* **Selected passage**
━━━━━━━━━━
You’ve decided to start eating clean, to feed your family whole foods. But before you can say grass-fed you have a vision of the obstacles that lay ahead:
Mo-om! Everyone ELSE is drinking Coke!
Kale makes me gag.
I don’t have a 4-figure grocery budget.
Some snags are more easily untangled than others (there are a million veggies that are not kale), but at least you know what you’re up against (an unholy love for nacho cheese.)
There’s one thing about making the switch to healthy food that nobody warns you about when you’re a wide-eyed, Clean Eating newbie. It’s a secret that will make you doubt your ability — and sometimes grieve the loss of your sanity — because nobody else reveals their struggle. Kind of like people who act like their kids were born with manners and neglect to mention that their polite-in-public children yell Buttcrack! more often than they say Thank you at home.
This is the Clean Eating secret nobody tells you:
Clean Eating is a time suck.
The truth is, I’m worried that I’ll run out of time each day before I can prepare enough non-processed food to feed my family.
The Clean Eating Time Suck Starts At the Grocery Store
I’ve fallen in with most of the sects of the cult of Clean Eating over the years, from Fat Flush to Whole30 to Paleo, but despite my apostasy — and much backsliding — I have faithfully forsaken these 4 evil ingredients:
- High Fructose Corn Syrup
- Soy
- Food Dyes
- MSG
That pretty much just leaves produce and meat.
At the grocery store I pick up a box, scan the list of ingredients, frown — or say something rude under my breath about the ingredients just as another customer puts the same item in her cart and now I’m a jerk — and put the box back.
Disclosure: When on vacation we eat pure crap. In fact, I’m sure that literally eating crap would be healthier than what we eat on vacation.
So I’m home from the grocery store boxless and bagless and canless and here’s where the fun begins.
Did I mention that I don’t use the microwave?
Clean Eating Prep Will Take Over Your Days
and give you an excuse to leave your kids outside to play happily and parentless for whole minutes at a time.
In front of my house, 4 mommies sit in camping chairs on the sidewalk — lined up and facing the action, not each other — to watch 7 kids play in the front yards and cul de sac.
That’s totally normal, right?
I repeatedly break ranks and leave my kids outside unattended (that is, I leave 3 moms to watch 7 kids) to rush inside and smash garlic, chop veggies, stir the pot, then rush back outside, feeling guilty that I left my kids for the other moms to guard and angry that these mothers sit 10 feet away from their kids to chaperone and umpire their play and have sucked me into their crazy.
I hear my neighbor praise her 9-year-old son for nuking his own dinosaur chicken nuggets after school. I’m thinking, “Good for you, Kid, you made your own dinner!” and I’m thinking, “No prep, no dishes!” and yes, I’m judging her a little, but the sour taste of recognition that my kids once ate Cocoa Puffs for breakfast for 12 days straight snuffs that witchy moment out but fast. Packaged food that can be opened, heated, consumed, and cleaned up in 5 minutes gives this woman the time to sit outside for hours at a stretch. Fast and easy is seductive.
━━━━━━━━━━
* **Exercise details**
Give the clean eating piece again, starting with "Some snags are" and going on through "for nacho cheese.)", and switch "nacho cheese" to "potato chips".
━━━━━━━━━━
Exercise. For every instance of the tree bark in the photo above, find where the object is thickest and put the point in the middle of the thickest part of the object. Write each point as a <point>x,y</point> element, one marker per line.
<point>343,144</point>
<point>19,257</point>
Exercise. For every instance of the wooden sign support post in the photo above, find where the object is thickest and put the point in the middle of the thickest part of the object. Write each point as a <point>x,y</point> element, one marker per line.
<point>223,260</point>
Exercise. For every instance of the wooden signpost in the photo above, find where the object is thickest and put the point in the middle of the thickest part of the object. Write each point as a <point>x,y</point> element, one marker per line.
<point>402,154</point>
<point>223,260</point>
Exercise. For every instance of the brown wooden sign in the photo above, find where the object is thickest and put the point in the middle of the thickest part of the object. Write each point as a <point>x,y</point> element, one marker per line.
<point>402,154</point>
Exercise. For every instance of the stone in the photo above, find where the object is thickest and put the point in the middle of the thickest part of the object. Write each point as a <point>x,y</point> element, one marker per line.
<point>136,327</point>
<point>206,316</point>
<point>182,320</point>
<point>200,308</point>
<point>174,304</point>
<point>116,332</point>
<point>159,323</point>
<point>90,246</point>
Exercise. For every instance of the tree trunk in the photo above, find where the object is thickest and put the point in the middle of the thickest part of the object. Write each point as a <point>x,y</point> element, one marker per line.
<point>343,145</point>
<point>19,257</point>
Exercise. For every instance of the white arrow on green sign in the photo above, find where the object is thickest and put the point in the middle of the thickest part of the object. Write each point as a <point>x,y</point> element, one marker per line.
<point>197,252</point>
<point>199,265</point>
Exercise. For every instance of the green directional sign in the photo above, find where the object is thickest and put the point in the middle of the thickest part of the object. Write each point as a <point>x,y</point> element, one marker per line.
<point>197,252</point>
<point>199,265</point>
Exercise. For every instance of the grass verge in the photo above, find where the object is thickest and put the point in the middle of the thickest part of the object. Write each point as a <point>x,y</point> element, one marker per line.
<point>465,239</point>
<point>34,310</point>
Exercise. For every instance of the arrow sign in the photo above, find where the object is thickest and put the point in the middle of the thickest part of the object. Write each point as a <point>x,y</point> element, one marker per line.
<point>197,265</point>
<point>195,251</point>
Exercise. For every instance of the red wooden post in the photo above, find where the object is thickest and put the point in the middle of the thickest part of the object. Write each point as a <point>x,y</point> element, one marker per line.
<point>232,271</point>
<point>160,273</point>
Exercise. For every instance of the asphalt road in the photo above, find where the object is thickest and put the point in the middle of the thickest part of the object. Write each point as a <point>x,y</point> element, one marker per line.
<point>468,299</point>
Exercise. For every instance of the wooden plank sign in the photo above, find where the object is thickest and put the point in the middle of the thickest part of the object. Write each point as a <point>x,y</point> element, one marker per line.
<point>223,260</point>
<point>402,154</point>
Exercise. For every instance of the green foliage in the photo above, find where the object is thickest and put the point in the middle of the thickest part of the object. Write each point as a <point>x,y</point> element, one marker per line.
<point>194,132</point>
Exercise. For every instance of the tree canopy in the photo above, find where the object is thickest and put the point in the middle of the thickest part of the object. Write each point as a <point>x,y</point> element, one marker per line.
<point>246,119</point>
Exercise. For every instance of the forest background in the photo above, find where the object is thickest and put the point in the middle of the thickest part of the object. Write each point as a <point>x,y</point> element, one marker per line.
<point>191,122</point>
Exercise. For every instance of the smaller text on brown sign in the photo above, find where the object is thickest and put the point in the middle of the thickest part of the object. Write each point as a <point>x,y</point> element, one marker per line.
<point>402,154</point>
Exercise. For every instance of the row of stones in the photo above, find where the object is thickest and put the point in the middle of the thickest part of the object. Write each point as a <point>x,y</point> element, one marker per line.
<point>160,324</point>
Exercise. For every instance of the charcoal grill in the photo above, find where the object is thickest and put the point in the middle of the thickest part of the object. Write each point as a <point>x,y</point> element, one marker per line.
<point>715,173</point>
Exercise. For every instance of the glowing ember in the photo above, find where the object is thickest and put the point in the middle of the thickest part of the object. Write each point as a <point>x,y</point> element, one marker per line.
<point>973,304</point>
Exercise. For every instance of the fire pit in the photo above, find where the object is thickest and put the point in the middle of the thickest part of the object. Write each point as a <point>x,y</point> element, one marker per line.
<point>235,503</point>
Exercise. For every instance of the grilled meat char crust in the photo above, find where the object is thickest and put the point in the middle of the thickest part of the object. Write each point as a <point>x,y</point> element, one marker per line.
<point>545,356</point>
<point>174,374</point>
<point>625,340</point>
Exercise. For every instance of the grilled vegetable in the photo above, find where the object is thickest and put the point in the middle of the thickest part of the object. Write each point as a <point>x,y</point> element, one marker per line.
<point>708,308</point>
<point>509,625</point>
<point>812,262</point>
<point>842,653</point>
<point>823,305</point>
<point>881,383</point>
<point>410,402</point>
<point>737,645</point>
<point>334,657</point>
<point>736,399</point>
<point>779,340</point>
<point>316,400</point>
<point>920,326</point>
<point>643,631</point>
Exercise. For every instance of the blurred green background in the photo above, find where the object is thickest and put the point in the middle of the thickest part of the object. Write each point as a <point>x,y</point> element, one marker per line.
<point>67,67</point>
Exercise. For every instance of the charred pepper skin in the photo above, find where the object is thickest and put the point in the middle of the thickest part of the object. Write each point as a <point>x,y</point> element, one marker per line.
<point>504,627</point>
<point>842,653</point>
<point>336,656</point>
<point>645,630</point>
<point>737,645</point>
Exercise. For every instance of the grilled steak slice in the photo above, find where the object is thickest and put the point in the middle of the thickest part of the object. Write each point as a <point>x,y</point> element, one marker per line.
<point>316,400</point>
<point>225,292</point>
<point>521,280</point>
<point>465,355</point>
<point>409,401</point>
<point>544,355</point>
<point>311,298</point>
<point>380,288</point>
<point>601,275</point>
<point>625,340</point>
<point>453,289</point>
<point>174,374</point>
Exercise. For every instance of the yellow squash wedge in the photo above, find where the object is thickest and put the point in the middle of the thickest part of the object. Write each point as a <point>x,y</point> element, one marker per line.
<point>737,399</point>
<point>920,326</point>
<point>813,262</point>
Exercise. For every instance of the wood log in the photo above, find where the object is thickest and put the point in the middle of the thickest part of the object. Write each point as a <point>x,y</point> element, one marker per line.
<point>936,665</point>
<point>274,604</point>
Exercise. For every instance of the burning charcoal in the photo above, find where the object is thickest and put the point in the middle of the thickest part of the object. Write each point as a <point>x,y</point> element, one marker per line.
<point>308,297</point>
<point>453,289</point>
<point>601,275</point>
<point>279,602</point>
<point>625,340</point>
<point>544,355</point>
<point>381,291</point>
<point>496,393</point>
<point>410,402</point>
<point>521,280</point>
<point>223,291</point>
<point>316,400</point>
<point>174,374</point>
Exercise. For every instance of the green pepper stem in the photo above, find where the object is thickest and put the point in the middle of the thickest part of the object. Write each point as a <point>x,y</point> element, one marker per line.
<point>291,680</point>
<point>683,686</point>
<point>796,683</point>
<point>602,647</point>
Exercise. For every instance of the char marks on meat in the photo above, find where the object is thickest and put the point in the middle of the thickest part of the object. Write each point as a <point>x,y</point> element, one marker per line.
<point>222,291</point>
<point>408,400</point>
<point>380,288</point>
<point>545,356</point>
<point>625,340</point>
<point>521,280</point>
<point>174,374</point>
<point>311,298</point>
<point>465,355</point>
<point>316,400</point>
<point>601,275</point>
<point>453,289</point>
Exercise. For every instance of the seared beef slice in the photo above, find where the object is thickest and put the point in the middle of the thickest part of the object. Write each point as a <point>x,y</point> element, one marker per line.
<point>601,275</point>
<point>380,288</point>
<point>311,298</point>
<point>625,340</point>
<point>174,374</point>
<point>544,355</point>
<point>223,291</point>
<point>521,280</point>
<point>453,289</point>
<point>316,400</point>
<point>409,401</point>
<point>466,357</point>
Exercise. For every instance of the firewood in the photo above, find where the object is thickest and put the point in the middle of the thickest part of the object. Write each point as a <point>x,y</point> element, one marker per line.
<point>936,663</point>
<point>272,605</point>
━━━━━━━━━━
* **Exercise result**
Some snags are more easily untangled than others (there are a million veggies that are not kale), but at least you know what you’re up against (an unholy love for potato chips.)